* **DIRECTION 1**
In the stored data, take the stretch from the line containing "Please drop a marker on every instance of the bright" through the line containing "<point>557,296</point>" and swap "photograph" for "image", leaving everything else unchanged.
┌─ TEXT PROVIDED
Showing posts with label Kathleen Dowling Singh. Show all posts
Showing posts with label Kathleen Dowling Singh. Show all posts

Tuesday, March 7, 2017

Waking Up: Tuesday's Reflection

Some mornings I need more than one wake up call.

I fell asleep easily after a wonderful evening with friends, but then was awake for a couple hours as Sunday became Monday. Of course, that meant when my gentle alarm sounded at 6:30, I was reluctant to get out of bed. I resisted for 45 minutes. 

Had I forgotten how much I need to do today? How will I meet the deadlines I have set for myself? Oooh, that "to do" list--both a blessing and a rebuke in my life. 

Even though I am up later than intended, however, I make the bed and go up the stairs to the garret for my morning meditation time, and, of course, what awaits me is exactly what I need.

First, from Joyce Rupp, "I awaken to what sleeps in me."

What sleeps in me? 

My true self, my essence, the person I was created to be. 
A willingness to rest in the embrace of God. 
Expansive love. 
More growth and openness. 

My job is to wake up.

Second, I start reading a new book, The Grace in Living, Recognize It, Trust It, Abide In It by Kathleen Dowling Singh and in the introduction I read this phrase, "exploration of our own path of awakening." She suggests creating a timeline of our life on which we mark "grace points," to indicate a "significant moment of healing, realization, or transformative shift." 

Moments of awakening to what sleeps in me. 

After writing in my journal about the synchronicity in these passages in different books, I decide to read a couple pages in a book about writing, Writing Toward Home, Tales and Lessons to Find Your Way by Georgia Heard. She quotes Matthew Fox, "Thou shalt fall in love at least three times a day."

In other words, WAKE UP!
└─
┌─ EXERCISE INPUTS
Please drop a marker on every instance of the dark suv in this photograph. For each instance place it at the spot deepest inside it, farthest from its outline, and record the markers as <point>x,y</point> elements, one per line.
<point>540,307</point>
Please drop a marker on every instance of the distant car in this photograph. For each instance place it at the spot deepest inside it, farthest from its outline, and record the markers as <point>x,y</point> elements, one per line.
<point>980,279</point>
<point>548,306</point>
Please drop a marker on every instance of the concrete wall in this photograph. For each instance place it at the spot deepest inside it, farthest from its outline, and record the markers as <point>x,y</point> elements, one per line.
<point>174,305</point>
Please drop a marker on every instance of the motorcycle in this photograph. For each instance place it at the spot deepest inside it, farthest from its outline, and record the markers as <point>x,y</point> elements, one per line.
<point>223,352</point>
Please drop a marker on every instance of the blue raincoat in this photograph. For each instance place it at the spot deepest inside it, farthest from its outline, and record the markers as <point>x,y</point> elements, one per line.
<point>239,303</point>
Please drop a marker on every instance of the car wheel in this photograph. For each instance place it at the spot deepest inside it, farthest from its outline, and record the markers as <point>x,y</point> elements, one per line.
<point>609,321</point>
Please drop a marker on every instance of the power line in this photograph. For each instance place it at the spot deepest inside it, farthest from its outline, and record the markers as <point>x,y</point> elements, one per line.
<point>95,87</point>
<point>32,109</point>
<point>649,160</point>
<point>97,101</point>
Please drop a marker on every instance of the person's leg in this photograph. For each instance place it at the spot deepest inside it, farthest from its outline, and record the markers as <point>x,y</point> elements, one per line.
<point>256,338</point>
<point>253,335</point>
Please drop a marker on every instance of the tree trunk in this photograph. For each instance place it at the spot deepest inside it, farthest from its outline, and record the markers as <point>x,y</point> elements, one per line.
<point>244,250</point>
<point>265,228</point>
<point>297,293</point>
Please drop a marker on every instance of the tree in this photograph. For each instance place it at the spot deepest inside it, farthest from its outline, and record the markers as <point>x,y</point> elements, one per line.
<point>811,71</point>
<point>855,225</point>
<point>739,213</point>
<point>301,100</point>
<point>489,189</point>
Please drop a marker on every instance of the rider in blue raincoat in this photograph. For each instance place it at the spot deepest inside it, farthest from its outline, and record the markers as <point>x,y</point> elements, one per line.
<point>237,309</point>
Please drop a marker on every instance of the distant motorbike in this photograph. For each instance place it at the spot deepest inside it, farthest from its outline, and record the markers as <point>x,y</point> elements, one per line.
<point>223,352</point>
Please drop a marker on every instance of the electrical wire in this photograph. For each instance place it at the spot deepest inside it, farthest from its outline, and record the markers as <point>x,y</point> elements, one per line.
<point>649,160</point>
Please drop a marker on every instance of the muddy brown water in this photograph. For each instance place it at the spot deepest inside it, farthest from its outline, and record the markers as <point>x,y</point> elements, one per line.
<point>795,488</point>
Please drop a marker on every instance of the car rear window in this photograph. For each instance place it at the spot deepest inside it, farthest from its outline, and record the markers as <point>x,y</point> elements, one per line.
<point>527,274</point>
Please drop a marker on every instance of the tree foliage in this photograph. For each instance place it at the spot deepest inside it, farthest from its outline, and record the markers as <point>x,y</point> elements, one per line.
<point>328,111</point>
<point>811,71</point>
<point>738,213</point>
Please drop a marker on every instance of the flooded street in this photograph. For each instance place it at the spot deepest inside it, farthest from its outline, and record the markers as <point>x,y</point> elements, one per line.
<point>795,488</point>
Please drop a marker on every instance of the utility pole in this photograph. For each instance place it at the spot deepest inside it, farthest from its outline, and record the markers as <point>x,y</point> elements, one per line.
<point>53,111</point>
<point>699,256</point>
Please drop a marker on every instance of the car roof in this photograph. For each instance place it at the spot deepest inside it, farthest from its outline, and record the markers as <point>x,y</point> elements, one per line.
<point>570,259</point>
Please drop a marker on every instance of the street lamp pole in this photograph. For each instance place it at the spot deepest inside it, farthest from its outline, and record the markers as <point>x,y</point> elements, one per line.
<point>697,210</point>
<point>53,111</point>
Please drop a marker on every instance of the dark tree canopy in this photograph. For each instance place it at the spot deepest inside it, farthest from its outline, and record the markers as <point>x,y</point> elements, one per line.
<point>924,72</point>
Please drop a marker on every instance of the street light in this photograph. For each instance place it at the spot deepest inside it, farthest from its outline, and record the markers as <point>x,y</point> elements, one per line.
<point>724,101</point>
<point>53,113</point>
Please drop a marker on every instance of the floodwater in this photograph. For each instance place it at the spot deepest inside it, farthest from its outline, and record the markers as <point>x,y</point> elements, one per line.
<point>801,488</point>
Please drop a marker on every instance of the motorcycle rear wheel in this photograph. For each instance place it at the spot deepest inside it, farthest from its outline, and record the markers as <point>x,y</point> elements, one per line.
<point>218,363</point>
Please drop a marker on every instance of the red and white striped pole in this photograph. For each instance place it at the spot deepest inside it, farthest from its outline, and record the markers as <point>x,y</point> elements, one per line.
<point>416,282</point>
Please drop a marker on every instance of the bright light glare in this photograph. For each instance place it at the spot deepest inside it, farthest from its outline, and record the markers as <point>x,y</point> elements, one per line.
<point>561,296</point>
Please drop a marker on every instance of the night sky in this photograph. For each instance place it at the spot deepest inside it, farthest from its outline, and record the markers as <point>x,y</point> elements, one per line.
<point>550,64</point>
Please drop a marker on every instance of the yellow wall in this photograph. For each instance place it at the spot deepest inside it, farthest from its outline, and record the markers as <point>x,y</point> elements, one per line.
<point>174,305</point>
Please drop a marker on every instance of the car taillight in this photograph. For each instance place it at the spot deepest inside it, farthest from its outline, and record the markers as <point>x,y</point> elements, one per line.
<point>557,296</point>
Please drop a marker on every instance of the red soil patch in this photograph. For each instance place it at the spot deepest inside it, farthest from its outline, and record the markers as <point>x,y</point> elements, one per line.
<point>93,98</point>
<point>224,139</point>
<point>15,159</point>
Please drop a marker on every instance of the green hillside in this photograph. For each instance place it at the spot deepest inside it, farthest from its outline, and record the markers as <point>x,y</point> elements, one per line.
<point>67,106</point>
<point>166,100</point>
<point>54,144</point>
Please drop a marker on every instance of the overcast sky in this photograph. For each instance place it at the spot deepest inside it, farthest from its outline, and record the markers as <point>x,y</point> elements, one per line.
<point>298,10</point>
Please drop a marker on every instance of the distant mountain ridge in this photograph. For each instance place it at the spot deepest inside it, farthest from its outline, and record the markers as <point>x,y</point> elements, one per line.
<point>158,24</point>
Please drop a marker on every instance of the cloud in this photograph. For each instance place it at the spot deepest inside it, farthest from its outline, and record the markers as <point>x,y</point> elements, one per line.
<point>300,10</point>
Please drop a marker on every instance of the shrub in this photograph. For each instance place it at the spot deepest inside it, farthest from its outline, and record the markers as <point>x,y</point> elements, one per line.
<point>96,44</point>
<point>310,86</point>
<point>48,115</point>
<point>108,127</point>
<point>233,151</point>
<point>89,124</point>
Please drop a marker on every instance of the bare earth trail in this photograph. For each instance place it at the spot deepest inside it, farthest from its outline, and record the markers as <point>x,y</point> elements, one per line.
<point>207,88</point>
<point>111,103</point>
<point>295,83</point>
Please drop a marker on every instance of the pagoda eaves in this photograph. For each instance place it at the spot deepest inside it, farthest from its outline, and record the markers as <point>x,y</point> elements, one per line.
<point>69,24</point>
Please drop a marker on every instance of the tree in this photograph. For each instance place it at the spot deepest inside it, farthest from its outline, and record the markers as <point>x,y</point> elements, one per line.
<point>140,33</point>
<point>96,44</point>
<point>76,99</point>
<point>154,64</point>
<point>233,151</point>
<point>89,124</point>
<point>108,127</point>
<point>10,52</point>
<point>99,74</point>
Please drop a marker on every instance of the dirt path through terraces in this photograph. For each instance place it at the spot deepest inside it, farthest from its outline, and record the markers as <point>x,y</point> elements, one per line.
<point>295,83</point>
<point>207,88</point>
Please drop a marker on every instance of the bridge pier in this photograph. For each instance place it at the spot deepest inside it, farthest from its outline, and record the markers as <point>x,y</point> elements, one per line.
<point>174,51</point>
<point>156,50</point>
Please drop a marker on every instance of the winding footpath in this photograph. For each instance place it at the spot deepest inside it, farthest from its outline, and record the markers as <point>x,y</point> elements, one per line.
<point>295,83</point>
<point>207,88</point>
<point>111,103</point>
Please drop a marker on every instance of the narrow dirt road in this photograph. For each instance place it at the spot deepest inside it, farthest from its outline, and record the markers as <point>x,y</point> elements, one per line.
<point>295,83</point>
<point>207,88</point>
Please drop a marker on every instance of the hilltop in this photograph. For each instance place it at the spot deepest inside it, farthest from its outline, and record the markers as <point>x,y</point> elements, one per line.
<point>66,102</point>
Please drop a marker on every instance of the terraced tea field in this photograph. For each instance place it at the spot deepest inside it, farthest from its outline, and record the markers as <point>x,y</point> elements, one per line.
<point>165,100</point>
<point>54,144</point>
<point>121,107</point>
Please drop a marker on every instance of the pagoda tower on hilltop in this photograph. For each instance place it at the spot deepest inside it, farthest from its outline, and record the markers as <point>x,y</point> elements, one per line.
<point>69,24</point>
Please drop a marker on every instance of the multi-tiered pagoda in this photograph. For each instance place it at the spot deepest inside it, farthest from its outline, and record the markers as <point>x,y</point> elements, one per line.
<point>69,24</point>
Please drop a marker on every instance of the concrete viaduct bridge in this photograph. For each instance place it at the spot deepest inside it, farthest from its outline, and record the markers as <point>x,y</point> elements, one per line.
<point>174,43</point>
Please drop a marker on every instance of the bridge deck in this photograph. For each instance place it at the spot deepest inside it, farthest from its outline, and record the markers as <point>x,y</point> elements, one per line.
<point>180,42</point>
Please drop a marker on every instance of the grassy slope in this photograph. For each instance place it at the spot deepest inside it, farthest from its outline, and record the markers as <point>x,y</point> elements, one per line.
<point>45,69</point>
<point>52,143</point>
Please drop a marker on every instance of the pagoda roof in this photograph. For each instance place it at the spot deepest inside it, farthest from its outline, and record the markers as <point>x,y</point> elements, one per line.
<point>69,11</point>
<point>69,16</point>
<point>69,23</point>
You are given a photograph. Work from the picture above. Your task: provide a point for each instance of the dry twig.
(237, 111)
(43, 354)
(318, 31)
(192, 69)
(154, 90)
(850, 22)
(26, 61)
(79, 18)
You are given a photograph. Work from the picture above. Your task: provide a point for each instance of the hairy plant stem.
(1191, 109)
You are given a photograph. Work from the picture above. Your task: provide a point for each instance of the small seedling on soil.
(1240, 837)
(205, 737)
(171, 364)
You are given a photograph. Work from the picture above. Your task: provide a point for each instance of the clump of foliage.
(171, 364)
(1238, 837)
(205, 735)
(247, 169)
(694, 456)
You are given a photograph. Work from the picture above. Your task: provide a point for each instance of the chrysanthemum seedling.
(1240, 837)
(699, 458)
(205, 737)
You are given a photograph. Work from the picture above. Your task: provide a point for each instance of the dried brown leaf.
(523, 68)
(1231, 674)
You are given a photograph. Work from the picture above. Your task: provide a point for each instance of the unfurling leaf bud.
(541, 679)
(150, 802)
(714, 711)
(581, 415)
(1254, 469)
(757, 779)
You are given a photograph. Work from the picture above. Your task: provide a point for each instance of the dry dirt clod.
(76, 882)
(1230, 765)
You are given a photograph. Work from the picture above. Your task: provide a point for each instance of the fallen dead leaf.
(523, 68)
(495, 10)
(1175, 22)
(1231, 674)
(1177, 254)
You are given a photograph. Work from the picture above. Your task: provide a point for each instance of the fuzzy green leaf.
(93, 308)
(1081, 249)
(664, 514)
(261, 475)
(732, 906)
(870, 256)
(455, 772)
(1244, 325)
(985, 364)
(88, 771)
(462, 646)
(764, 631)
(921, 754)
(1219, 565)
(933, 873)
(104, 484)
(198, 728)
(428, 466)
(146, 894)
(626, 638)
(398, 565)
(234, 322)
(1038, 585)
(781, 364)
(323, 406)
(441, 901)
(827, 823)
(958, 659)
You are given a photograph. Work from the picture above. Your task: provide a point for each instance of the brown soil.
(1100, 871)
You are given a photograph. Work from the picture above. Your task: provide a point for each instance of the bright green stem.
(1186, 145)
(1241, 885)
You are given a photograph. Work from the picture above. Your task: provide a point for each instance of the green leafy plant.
└─
* **DIRECTION 2**
Reproduce the blog post about waking up in full, word for word.

* **SOLUTION 1**
Please drop a marker on every instance of the bright light glare in this image. For each instance place it at the spot deepest inside it, farthest from its outline, and record the markers as <point>x,y</point> elements, one per line.
<point>561,296</point>
Please drop a marker on every instance of the night sky in this image. For each instance place it at the spot deepest inside it, farthest from its outline, and record the markers as <point>x,y</point> elements, one per line.
<point>550,64</point>
Please drop a marker on every instance of the yellow wall in this image. For each instance place it at the spot deepest inside it, farthest from its outline, and record the markers as <point>x,y</point> elements, one per line.
<point>174,305</point>
Please drop a marker on every instance of the car taillight in this image. For each instance place it at the spot deepest inside it, farthest from its outline, and record the markers as <point>x,y</point> elements, one per line.
<point>557,296</point>

* **SOLUTION 2**
Showing posts with label Kathleen Dowling Singh. Show all posts
Showing posts with label Kathleen Dowling Singh. Show all posts

Tuesday, March 7, 2017

Waking Up: Tuesday's Reflection

Some mornings I need more than one wake up call.

I fell asleep easily after a wonderful evening with friends, but then was awake for a couple hours as Sunday became Monday. Of course, that meant when my gentle alarm sounded at 6:30, I was reluctant to get out of bed. I resisted for 45 minutes. 

Had I forgotten how much I need to do today? How will I meet the deadlines I have set for myself? Oooh, that "to do" list--both a blessing and a rebuke in my life. 

Even though I am up later than intended, however, I make the bed and go up the stairs to the garret for my morning meditation time, and, of course, what awaits me is exactly what I need.

First, from Joyce Rupp, "I awaken to what sleeps in me."

What sleeps in me? 

My true self, my essence, the person I was created to be. 
A willingness to rest in the embrace of God. 
Expansive love. 
More growth and openness. 

My job is to wake up.

Second, I start reading a new book, The Grace in Living, Recognize It, Trust It, Abide In It by Kathleen Dowling Singh and in the introduction I read this phrase, "exploration of our own path of awakening." She suggests creating a timeline of our life on which we mark "grace points," to indicate a "significant moment of healing, realization, or transformative shift." 

Moments of awakening to what sleeps in me. 

After writing in my journal about the synchronicity in these passages in different books, I decide to read a couple pages in a book about writing, Writing Toward Home, Tales and Lessons to Find Your Way by Georgia Heard. She quotes Matthew Fox, "Thou shalt fall in love at least three times a day."

In other words, WAKE UP!